WORK TO COMPLETE ::
Present every line of the records below as a numbered list, leaving out any blank lines.

(Records of labeled points)
** START **

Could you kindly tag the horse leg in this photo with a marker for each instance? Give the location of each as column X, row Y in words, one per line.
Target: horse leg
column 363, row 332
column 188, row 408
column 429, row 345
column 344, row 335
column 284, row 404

** END **

OUTPUT ::
1. Could you kindly tag the horse leg in this photo with a marker for each instance? Give the location of each as column X, row Y in words, one per line.
2. Target: horse leg
3. column 363, row 332
4. column 188, row 408
5. column 429, row 345
6. column 344, row 335
7. column 284, row 404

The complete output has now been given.